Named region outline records
** Start **
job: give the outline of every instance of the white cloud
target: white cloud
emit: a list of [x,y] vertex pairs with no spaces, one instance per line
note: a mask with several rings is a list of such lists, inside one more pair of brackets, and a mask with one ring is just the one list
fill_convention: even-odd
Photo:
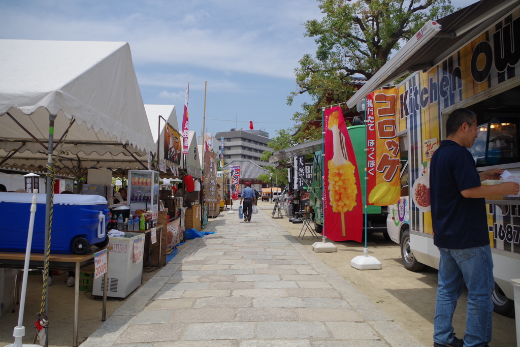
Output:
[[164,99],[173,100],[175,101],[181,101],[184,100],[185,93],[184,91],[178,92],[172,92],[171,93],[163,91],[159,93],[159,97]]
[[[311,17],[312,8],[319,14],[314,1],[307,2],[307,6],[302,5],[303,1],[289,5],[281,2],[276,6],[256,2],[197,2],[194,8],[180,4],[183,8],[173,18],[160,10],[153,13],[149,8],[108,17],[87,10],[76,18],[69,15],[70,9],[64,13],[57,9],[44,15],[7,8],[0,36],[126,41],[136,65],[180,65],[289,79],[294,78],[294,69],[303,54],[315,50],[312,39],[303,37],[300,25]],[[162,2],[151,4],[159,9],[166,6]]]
** End **
### TO DO
Can you convert all of the material above into a Markdown table with the columns "Row" and "Line", giving each non-blank line its own numbered row and leaving out the pictures?

### ANSWER
| Row | Line |
|---|---|
| 1 | job: give the outline of every instance of the white cloud |
| 2 | target: white cloud |
| 3 | emit: a list of [x,y] vertex pairs with no spaces, one instance per line |
| 4 | note: a mask with several rings is a list of such lists, inside one more pair of brackets, and a mask with one ring is just the one list |
| 5 | fill_convention: even-odd |
| 6 | Photo: |
| 7 | Output: |
| 8 | [[164,99],[173,100],[175,101],[181,101],[184,100],[185,93],[184,91],[178,92],[172,92],[171,93],[163,91],[159,93],[159,97]] |
| 9 | [[[311,17],[312,8],[319,14],[314,1],[307,2],[307,6],[302,5],[303,1],[289,5],[281,2],[276,6],[256,2],[197,2],[194,8],[180,4],[183,8],[173,18],[160,10],[153,13],[149,8],[108,17],[87,10],[76,18],[69,15],[70,9],[64,13],[57,9],[44,15],[7,8],[0,36],[126,41],[136,65],[180,65],[289,79],[294,78],[294,69],[303,54],[315,50],[312,39],[303,37],[300,25]],[[162,2],[151,4],[159,9],[166,6]]] |